Kubernetes Installation

Kubernetes provides an efficient and manageable way to orchestrate deep learning workloads at scale. To deploy a generic Kubernetes solution for an on-premise platform or as a baseline in a larger cloud configuration, Intel® Gaudi® provides the following components that can be downloaded from the Intel Gaudi vault.

Once installed, refer to Running Workloads on Kubernetes.

Intel Gaudi Base Operator for Kubernetes

Intel® Gaudi® Base Operator for Kubernetes automates the management of all necessary Intel Gaudi software components on a Kubernetes cluster. These include drivers, Kubernetes device plugin, container runtime, feature discovery, and monitoring tools.

Prerequisites

Deploying Intel Gaudi Base Operator

Install the Operator on a cluster by deploying a Helm chart:

  1. Create the Operator namespace:

    kubectl create namespace habana-ai-operator
    kubectl label namespace habana-ai-operator pod-security.kubernetes.io/enforce=privileged --overwrite
    kubectl label namespace habana-ai-operator pod-security.kubernetes.io/audit=privileged --overwrite
    kubectl label namespace habana-ai-operator pod-security.kubernetes.io/warn=privileged --overwrite
    
  2. Install Helm chart:

    helm repo add gaudi-helm https://vault.habana.ai/artifactory/api/helm/gaudi-helm
    helm repo update
    helm install habana-ai-operator gaudi-helm/habana-ai-operator --version 1.18.0-524 -n habana-ai-operator
    

Intel Gaudi Base Operator DaemonSets

The Operator installs the following six DaemonSets on a Kubernetes cluster:

  • Intel Gaudi Feature Discovery - Labels each Kubernetes pod with information about the node it is running on. These labels contain information about the Gaudi device availability and the driver version. These labels help deploy other DaemonSets to the appropriate nodes. The DaemonSet relies on a node_selector field specified in the cluster policy, without additional label selectors or affinities.

Extracted data entries
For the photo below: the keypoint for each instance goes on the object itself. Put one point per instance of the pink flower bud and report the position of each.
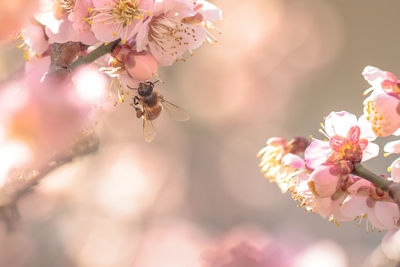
(324, 181)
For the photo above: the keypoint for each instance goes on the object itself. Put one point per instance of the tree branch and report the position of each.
(94, 55)
(21, 182)
(388, 186)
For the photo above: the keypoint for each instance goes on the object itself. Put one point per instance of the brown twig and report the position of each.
(21, 182)
(388, 186)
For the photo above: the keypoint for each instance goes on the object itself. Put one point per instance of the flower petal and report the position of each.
(317, 153)
(371, 151)
(339, 123)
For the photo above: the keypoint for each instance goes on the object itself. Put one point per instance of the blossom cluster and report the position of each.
(46, 109)
(151, 33)
(321, 175)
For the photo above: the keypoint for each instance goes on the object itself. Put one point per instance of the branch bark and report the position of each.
(94, 55)
(388, 186)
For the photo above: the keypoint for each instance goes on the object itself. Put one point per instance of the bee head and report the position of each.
(145, 89)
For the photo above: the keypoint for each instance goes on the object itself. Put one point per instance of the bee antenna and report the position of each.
(132, 88)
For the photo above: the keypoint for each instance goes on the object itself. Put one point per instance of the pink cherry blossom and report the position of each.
(54, 15)
(80, 23)
(34, 41)
(279, 160)
(176, 26)
(381, 107)
(366, 200)
(389, 148)
(324, 180)
(141, 66)
(114, 19)
(347, 141)
(13, 15)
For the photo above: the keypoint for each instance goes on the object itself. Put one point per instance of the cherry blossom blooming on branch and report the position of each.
(323, 182)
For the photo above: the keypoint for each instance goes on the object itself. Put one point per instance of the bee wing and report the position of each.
(174, 111)
(149, 131)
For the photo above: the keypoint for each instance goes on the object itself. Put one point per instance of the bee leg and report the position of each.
(139, 112)
(136, 100)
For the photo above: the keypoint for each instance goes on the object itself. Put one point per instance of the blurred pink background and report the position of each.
(277, 69)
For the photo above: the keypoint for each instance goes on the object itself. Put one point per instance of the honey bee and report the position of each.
(152, 104)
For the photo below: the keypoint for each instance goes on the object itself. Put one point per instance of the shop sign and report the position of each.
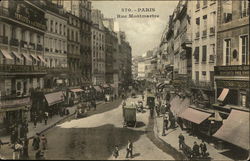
(15, 102)
(28, 14)
(233, 84)
(236, 70)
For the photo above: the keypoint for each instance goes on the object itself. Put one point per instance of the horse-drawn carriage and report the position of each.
(129, 115)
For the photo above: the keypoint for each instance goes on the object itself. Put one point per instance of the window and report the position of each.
(244, 8)
(60, 29)
(244, 49)
(227, 11)
(212, 55)
(38, 39)
(204, 53)
(227, 50)
(204, 3)
(196, 54)
(198, 5)
(51, 26)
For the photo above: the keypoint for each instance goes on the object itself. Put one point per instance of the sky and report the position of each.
(143, 34)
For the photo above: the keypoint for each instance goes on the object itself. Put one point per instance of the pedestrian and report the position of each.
(44, 142)
(116, 152)
(36, 142)
(181, 141)
(203, 148)
(35, 120)
(129, 149)
(25, 148)
(165, 124)
(40, 155)
(17, 149)
(196, 150)
(46, 116)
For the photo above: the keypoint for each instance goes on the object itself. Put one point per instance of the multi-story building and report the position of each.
(204, 34)
(182, 44)
(98, 48)
(232, 72)
(55, 46)
(22, 29)
(74, 56)
(82, 10)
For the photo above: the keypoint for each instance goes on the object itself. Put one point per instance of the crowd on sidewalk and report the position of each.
(172, 126)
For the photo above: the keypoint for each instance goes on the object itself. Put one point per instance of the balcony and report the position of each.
(23, 44)
(206, 85)
(232, 70)
(39, 47)
(212, 31)
(197, 35)
(4, 39)
(32, 46)
(58, 70)
(204, 33)
(14, 42)
(211, 58)
(14, 100)
(21, 68)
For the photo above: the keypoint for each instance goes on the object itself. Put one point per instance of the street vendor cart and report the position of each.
(129, 115)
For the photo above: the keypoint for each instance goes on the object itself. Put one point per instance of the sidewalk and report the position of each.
(172, 139)
(41, 127)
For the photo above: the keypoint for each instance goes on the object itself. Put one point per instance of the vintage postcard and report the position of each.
(124, 80)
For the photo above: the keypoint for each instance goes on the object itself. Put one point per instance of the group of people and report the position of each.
(36, 146)
(129, 150)
(196, 152)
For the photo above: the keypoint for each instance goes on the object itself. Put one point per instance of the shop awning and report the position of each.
(27, 57)
(6, 54)
(97, 88)
(34, 57)
(77, 90)
(235, 129)
(16, 55)
(105, 86)
(194, 116)
(179, 105)
(41, 58)
(54, 98)
(223, 94)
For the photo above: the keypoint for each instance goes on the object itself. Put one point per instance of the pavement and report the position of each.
(40, 128)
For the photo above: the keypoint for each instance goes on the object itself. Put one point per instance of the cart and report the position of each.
(129, 115)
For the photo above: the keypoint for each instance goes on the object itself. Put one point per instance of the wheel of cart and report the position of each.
(129, 115)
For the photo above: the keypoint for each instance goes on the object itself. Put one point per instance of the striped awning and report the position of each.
(17, 55)
(27, 57)
(34, 57)
(41, 58)
(6, 54)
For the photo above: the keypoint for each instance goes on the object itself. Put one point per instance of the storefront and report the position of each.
(54, 102)
(235, 129)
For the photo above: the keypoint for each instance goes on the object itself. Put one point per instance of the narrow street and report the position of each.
(94, 137)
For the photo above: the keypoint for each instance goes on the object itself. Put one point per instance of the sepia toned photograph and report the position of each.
(124, 80)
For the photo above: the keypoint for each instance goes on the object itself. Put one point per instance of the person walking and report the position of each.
(36, 142)
(46, 116)
(181, 141)
(116, 152)
(44, 142)
(196, 150)
(203, 148)
(165, 124)
(35, 120)
(129, 149)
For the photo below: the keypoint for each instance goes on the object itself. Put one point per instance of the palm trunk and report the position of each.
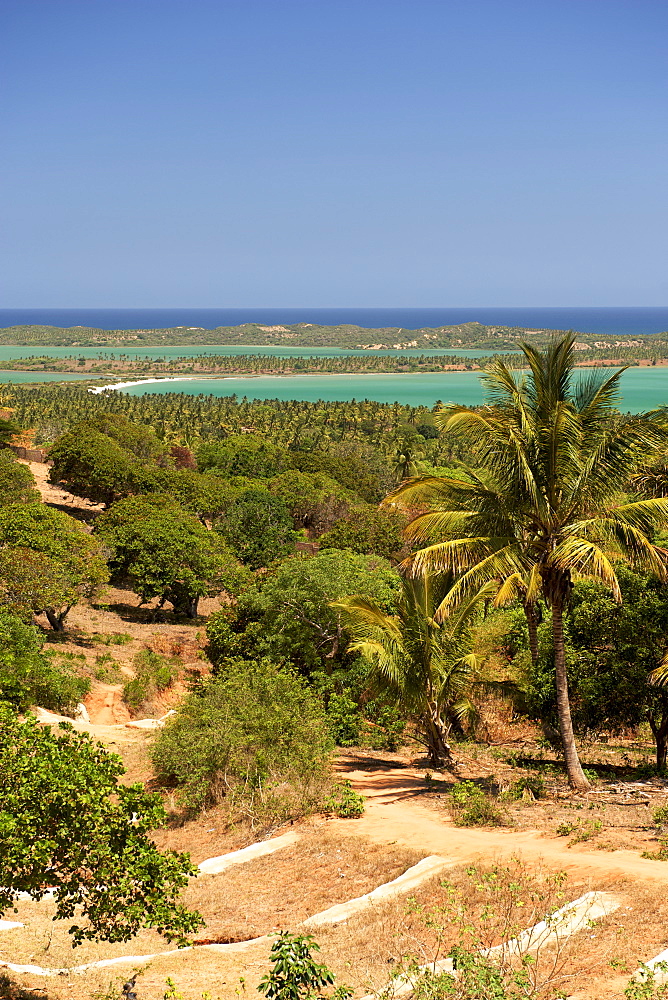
(576, 778)
(438, 748)
(532, 624)
(660, 733)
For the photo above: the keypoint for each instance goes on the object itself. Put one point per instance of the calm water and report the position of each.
(642, 388)
(631, 320)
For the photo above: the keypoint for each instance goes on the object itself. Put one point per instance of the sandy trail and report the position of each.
(394, 814)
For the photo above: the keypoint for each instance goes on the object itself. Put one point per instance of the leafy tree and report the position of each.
(544, 506)
(63, 564)
(315, 500)
(138, 439)
(295, 975)
(288, 613)
(254, 736)
(367, 530)
(243, 455)
(258, 528)
(67, 823)
(165, 552)
(95, 466)
(27, 676)
(356, 467)
(17, 483)
(7, 430)
(427, 665)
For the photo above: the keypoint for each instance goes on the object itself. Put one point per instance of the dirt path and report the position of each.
(55, 495)
(394, 815)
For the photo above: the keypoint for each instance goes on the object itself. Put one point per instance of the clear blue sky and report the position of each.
(334, 152)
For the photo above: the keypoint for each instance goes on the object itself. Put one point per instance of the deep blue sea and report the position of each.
(610, 320)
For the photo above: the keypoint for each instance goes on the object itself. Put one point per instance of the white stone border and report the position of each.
(559, 926)
(335, 914)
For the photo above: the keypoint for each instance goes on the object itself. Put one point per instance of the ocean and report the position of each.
(610, 320)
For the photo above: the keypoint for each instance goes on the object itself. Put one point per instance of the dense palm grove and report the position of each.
(361, 556)
(361, 544)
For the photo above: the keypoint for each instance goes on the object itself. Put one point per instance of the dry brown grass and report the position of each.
(364, 951)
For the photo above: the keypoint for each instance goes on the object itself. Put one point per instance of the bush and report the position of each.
(472, 806)
(153, 673)
(254, 738)
(28, 677)
(344, 801)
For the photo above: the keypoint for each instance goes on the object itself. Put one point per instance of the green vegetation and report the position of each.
(470, 805)
(30, 677)
(254, 738)
(165, 552)
(344, 801)
(294, 973)
(427, 665)
(67, 822)
(153, 673)
(48, 561)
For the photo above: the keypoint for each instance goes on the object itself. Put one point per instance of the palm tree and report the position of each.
(544, 506)
(427, 665)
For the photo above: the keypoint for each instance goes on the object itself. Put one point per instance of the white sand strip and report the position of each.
(660, 975)
(214, 866)
(38, 970)
(559, 926)
(409, 880)
(96, 390)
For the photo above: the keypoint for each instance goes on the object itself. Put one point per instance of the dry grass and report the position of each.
(253, 898)
(281, 890)
(248, 900)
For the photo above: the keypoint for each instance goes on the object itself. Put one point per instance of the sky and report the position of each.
(164, 153)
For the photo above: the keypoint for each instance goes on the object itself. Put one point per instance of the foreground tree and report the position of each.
(544, 504)
(67, 823)
(427, 665)
(289, 613)
(165, 552)
(17, 483)
(48, 562)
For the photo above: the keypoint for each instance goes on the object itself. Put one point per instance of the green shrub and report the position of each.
(529, 788)
(294, 974)
(30, 677)
(470, 805)
(153, 673)
(344, 801)
(254, 738)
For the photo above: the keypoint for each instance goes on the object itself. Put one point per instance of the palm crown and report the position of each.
(544, 505)
(428, 665)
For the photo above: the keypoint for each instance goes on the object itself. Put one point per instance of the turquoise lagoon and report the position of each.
(8, 352)
(642, 388)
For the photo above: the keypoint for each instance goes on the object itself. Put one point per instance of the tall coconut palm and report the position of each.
(544, 506)
(427, 665)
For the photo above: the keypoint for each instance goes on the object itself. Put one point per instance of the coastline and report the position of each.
(221, 378)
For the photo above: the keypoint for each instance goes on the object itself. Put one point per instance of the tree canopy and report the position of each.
(543, 507)
(165, 552)
(48, 561)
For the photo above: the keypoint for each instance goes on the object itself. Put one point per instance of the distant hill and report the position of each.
(465, 335)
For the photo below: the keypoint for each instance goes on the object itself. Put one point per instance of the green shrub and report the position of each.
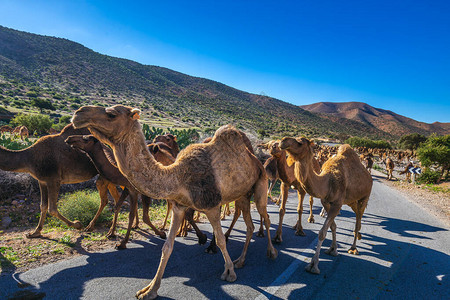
(428, 176)
(39, 124)
(82, 206)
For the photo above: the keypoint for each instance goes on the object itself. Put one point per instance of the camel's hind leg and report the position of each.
(151, 290)
(359, 208)
(102, 187)
(44, 209)
(298, 227)
(133, 209)
(311, 216)
(332, 212)
(284, 189)
(112, 230)
(244, 205)
(214, 218)
(145, 217)
(169, 208)
(260, 198)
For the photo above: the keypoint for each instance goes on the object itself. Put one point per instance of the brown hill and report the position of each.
(384, 120)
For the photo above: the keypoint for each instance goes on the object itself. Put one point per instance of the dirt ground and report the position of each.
(18, 253)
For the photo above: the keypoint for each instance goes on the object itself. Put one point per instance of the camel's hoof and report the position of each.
(33, 235)
(272, 253)
(77, 225)
(110, 236)
(229, 276)
(143, 295)
(331, 251)
(312, 268)
(89, 228)
(277, 239)
(202, 239)
(353, 251)
(121, 246)
(211, 249)
(238, 263)
(300, 233)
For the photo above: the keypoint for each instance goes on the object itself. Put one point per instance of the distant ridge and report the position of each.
(384, 120)
(70, 75)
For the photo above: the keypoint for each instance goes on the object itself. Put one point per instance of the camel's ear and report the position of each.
(135, 113)
(290, 160)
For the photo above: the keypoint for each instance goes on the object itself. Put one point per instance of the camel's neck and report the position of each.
(105, 168)
(15, 161)
(316, 185)
(141, 169)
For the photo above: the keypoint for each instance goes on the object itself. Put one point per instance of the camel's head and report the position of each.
(107, 124)
(82, 142)
(273, 147)
(168, 139)
(297, 147)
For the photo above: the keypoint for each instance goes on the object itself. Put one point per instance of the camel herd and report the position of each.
(203, 177)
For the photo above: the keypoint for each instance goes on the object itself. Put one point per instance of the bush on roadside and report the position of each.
(82, 206)
(428, 176)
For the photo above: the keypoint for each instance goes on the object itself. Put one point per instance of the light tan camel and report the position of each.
(288, 179)
(343, 180)
(21, 131)
(204, 176)
(52, 162)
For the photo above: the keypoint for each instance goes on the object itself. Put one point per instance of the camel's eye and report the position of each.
(111, 116)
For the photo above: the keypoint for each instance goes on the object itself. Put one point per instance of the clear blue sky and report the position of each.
(393, 55)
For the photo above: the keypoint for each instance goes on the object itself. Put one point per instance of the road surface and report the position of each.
(404, 254)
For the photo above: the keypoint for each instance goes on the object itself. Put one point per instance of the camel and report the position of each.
(343, 180)
(6, 128)
(99, 156)
(389, 167)
(288, 179)
(204, 176)
(21, 131)
(271, 168)
(52, 162)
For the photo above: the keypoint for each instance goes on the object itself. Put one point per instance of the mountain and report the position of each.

**EXERCISE TASK 1**
Please retype the Kubernetes installation text between "Kubernetes Installation" and "Workloads on Kubernetes.", inclusive.
**EXERCISE TASK 2**
For each statement below, say whether the Kubernetes installation text agrees with it, answering yes or no and quoting the words of the text that decide it. (a) The Operator installs six DaemonSets on a Kubernetes cluster. (b) The Feature Discovery DaemonSet uses label selectors in addition to the node_selector field. (c) The components can be downloaded from the Intel Gaudi vault.

**EXPECTED OUTPUT 1**
Kubernetes Installation

Kubernetes provides an efficient and manageable way to orchestrate deep learning workloads at scale. To deploy a generic Kubernetes solution for an on-premise platform or as a baseline in a larger cloud configuration, Intel® Gaudi® provides the following components that can be downloaded from the Intel Gaudi vault.

Once installed, refer to Running Workloads on Kubernetes.

**EXPECTED OUTPUT 2**
(a) Yes: "The Operator installs the following six DaemonSets on a Kubernetes cluster"
(b) No: "without additional label selectors or affinities"
(c) Yes: "components that can be downloaded from the Intel Gaudi vault"